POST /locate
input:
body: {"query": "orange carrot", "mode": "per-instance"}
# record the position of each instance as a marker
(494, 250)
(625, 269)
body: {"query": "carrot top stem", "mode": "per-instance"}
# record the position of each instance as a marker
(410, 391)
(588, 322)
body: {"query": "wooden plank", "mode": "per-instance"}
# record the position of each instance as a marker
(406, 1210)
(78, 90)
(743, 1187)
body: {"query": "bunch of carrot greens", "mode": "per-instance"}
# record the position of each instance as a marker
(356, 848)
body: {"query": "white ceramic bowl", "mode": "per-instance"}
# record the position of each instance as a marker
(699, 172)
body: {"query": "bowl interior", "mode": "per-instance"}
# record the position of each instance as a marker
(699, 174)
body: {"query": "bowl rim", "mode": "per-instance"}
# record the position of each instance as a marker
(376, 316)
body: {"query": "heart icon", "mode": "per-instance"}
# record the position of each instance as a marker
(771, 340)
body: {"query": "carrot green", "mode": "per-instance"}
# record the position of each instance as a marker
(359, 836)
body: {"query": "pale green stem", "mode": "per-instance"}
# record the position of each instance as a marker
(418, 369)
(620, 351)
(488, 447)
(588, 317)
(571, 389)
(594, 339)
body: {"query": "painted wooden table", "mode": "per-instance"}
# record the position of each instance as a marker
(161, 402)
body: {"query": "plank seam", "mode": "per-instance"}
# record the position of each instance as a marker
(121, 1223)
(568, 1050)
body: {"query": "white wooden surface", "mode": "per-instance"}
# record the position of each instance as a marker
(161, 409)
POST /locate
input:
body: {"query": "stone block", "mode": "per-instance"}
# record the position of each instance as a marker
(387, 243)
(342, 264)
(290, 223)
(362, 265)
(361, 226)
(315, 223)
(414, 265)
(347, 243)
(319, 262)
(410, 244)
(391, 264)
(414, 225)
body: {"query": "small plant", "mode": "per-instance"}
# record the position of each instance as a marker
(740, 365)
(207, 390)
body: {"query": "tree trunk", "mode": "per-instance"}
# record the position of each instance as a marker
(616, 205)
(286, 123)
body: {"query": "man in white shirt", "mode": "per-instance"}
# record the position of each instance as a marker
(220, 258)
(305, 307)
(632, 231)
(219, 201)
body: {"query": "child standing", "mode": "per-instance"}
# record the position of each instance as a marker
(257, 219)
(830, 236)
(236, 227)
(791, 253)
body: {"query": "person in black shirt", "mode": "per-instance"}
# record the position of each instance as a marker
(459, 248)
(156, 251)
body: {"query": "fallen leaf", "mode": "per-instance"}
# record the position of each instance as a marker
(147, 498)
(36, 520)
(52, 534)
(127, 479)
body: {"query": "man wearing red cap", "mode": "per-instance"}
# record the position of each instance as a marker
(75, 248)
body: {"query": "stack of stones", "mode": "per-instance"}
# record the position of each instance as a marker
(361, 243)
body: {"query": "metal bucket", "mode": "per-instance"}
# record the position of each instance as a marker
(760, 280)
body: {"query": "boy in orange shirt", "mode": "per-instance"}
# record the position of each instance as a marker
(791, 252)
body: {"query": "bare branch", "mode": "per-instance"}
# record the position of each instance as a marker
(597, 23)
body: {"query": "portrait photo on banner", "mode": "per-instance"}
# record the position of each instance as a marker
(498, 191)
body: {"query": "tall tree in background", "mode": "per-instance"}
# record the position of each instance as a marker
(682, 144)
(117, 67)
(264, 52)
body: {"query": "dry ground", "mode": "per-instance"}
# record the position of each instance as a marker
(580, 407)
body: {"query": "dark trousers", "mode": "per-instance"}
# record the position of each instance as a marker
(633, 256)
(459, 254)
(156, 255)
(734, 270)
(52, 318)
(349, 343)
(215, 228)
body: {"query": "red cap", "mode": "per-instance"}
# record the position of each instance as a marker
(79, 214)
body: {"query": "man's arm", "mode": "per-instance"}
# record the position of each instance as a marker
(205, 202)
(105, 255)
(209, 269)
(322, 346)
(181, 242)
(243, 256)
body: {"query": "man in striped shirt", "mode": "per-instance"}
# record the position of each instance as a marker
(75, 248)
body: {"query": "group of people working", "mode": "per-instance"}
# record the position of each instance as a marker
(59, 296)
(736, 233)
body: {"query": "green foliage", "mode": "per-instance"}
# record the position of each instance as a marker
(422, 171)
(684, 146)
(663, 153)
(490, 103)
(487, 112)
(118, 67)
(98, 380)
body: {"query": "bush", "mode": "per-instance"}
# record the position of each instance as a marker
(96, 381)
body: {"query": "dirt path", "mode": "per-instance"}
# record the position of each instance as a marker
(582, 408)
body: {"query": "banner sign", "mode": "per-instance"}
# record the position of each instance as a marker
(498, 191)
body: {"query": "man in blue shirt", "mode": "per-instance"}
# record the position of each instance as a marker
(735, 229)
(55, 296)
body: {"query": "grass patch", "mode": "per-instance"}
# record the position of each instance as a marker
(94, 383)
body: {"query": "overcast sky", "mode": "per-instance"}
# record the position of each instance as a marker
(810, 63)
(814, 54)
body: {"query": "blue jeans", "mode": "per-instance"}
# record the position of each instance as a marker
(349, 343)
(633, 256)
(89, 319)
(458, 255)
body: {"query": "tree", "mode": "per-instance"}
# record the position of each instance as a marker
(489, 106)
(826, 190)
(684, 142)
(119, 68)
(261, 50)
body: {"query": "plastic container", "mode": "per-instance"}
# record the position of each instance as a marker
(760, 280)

■ ■ ■ ■ ■ ■ ■

Set problem: Each line in the material above must be retyped without alteration.

Task response:
POST /locate
input:
body: {"query": "orange carrot", "mode": "per-instance"}
# record the position of each instance as a marker
(494, 250)
(625, 269)
body: {"query": "carrot top stem", "mode": "per-instance"}
# record the position of each instance as a marker
(410, 391)
(588, 322)
body: {"query": "wooden plank", "mode": "per-instance"}
# record the position of each instance as a marker
(406, 1210)
(78, 90)
(743, 1187)
body: {"query": "bunch of carrot greens", "mode": "per-instance"}
# record the position of each instance as a marker
(356, 848)
body: {"query": "white ceramic bowl", "mode": "per-instance"}
# record the position of each instance as a marker
(699, 172)
body: {"query": "bowl interior", "mode": "per-instance"}
# record the position of each instance as a marker
(699, 174)
body: {"query": "bowl rim", "mode": "per-instance"}
# record the position of each instance as a marker
(376, 316)
body: {"query": "heart icon", "mode": "per-instance"}
# record the position of each instance as a marker
(771, 340)
body: {"query": "carrot green", "mode": "per-instance"}
# record the position of each instance as a marker
(359, 836)
body: {"query": "pale green stem", "mode": "per-instance"}
# record the position of each instance as a marker
(418, 369)
(620, 351)
(488, 447)
(588, 317)
(571, 389)
(594, 339)
body: {"query": "painted wooden table", "mode": "per-instance"}
# record the position of each instance as a marker
(161, 402)
body: {"query": "plank seam", "mode": "per-instance"}
# record the position of each instance as a marker
(121, 1223)
(568, 1050)
body: {"query": "white wooden surface", "mode": "per-instance"}
# record the position of each instance as a marker
(161, 409)
POST /locate
input:
body: {"query": "stone block", "mode": "per-instance"}
# record the position of each instance as a marker
(387, 243)
(342, 264)
(290, 223)
(362, 265)
(361, 226)
(315, 223)
(414, 265)
(347, 243)
(319, 262)
(410, 244)
(391, 264)
(414, 225)
body: {"query": "small plant", "mode": "per-instance"}
# record the position of each instance as a marker
(740, 365)
(207, 390)
body: {"query": "tree trunk", "mode": "per-instance"}
# record the position of each instance as a marker
(616, 205)
(286, 123)
body: {"query": "man in white shirt", "mode": "per-instance"}
# record the position of each instance as a marker
(220, 258)
(305, 307)
(632, 231)
(219, 201)
body: {"query": "child standing", "mode": "per-instance"}
# record the position of each instance as a marker
(257, 219)
(830, 236)
(236, 227)
(791, 253)
body: {"query": "person in black shirt", "mode": "per-instance"}
# record the position of each instance as a marker
(459, 248)
(156, 251)
body: {"query": "fallen leaf", "mode": "per-instance"}
# record the position of each instance as a marker
(147, 498)
(36, 520)
(52, 534)
(127, 479)
body: {"query": "man wearing red cap", "mode": "per-instance"}
# record the position of each instance as a marker
(75, 248)
body: {"query": "stack of stones", "mode": "per-instance"}
# record the position of each instance as a marker
(361, 243)
body: {"query": "metal bucket", "mode": "per-instance"}
# record the position of each instance as a marker
(760, 280)
body: {"query": "boy in orange shirt", "mode": "per-instance"}
# record the position of each instance as a marker
(791, 252)
body: {"query": "bare branch", "mode": "per-instance"}
# record the position of each instance as a marker
(597, 23)
body: {"query": "portrait photo on banner", "mode": "per-instance"}
# record the position of each instance as a marker
(498, 191)
body: {"query": "tall tree in background", "mode": "per-instance"}
# record the position of each instance as a marker
(682, 144)
(117, 67)
(264, 52)
body: {"query": "dry ground", "mode": "per-instance"}
# record the position of each instance as a marker
(580, 407)
body: {"query": "dark trousers", "mode": "per-instance"}
# record the position of each instance as a marker
(633, 256)
(459, 254)
(156, 255)
(734, 270)
(52, 318)
(349, 343)
(215, 228)
body: {"query": "red cap", "mode": "per-instance"}
# record the position of each instance as a marker
(79, 214)
body: {"query": "man's arm", "mode": "per-instance"}
# record the position of each instance as a marker
(205, 202)
(105, 255)
(209, 269)
(322, 346)
(181, 242)
(243, 256)
body: {"query": "man in striped shirt", "mode": "per-instance"}
# record the position of each instance as a marker
(75, 248)
body: {"query": "group of people working", "mode": "per-instance"}
# record the position of each instance as a marker
(59, 296)
(736, 233)
body: {"query": "green foliage", "mode": "per-instance"}
# record the position of each instance as a marker
(422, 171)
(684, 146)
(663, 153)
(490, 103)
(487, 112)
(118, 67)
(98, 380)
body: {"query": "bush", "mode": "per-instance"}
# record the position of each instance as a marker
(96, 381)
body: {"query": "dirt path", "mode": "per-instance"}
# record the position of each instance as a marker
(582, 408)
body: {"query": "banner sign", "mode": "per-instance"}
# record the position of each instance as a marker
(498, 191)
body: {"query": "man in blue shirt", "mode": "per-instance"}
# record the position of each instance as a marker
(735, 229)
(55, 296)
body: {"query": "grass patch", "mode": "per-instance"}
# record the position of each instance as a marker
(94, 383)
body: {"query": "overcast sky", "mode": "per-instance"}
# record the position of each instance as a marker
(810, 63)
(814, 54)
body: {"query": "blue jeans", "mode": "per-instance"}
# record the position of each instance as a marker
(349, 343)
(633, 256)
(89, 319)
(458, 255)
body: {"query": "tree", "mode": "per-instance"}
# record the position of each instance as a marker
(489, 106)
(826, 190)
(684, 142)
(119, 68)
(261, 50)
body: {"query": "plastic container", "mode": "per-instance"}
# record the position of each instance as a marker
(760, 280)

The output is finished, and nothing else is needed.